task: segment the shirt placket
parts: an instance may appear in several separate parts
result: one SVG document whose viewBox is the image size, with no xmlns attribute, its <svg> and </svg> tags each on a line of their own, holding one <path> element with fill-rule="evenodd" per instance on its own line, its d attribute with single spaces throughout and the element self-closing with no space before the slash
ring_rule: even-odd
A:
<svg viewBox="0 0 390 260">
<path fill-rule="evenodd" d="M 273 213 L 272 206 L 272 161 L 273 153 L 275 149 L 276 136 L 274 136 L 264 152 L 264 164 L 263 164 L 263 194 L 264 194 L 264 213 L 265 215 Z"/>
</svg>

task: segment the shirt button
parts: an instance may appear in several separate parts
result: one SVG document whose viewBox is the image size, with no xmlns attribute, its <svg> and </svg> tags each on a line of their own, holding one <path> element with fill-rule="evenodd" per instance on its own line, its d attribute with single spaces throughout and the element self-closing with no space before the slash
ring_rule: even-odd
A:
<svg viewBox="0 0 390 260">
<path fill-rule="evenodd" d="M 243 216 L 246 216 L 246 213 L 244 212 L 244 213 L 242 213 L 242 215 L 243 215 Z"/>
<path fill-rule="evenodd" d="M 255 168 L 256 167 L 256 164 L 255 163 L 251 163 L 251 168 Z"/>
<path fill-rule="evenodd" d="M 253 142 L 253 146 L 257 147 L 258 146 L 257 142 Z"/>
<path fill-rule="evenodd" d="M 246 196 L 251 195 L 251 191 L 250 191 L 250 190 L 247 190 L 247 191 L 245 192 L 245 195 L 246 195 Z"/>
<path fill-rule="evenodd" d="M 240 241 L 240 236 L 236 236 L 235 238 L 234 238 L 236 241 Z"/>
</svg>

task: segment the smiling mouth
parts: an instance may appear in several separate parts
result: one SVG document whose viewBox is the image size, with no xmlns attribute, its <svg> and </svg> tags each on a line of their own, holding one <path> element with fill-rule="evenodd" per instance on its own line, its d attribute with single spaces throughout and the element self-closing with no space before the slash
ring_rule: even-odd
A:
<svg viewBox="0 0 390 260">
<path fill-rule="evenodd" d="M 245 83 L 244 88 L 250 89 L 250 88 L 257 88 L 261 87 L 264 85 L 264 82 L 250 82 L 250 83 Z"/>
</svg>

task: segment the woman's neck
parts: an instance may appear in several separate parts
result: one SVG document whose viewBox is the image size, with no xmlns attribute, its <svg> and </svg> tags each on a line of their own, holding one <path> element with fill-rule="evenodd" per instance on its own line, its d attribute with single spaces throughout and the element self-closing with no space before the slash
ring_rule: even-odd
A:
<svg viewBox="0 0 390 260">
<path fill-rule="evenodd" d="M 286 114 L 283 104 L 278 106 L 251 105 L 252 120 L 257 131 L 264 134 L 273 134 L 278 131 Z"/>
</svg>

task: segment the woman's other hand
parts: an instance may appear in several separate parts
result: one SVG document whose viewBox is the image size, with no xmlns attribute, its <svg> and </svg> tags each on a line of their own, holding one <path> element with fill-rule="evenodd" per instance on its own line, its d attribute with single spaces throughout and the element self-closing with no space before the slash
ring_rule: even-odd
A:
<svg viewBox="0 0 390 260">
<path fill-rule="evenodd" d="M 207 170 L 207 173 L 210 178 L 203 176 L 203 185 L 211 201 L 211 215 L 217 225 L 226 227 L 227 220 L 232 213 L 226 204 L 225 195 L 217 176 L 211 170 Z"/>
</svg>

□ □ □ □ □

▶ **ACTIVITY**: Write out, exactly as they appear, the lines from the one containing "task: segment the woman's other hand" through the last line of the records above, both included, and nothing more.

▶ **ANSWER FOR THE TASK**:
task: segment the woman's other hand
parts: an instance may appear in several separate parts
result: one SVG document whose viewBox is the image size, with no xmlns attribute, its <svg> and </svg> tags each on a line of their own, holding one <path> element with fill-rule="evenodd" per instance on its own line, its d attribute with single spaces throughout and the element self-closing with no space before the slash
ring_rule: even-odd
A:
<svg viewBox="0 0 390 260">
<path fill-rule="evenodd" d="M 207 170 L 207 173 L 210 178 L 203 176 L 203 185 L 211 201 L 211 215 L 217 225 L 226 227 L 227 220 L 232 213 L 226 204 L 225 195 L 217 176 L 211 170 Z"/>
</svg>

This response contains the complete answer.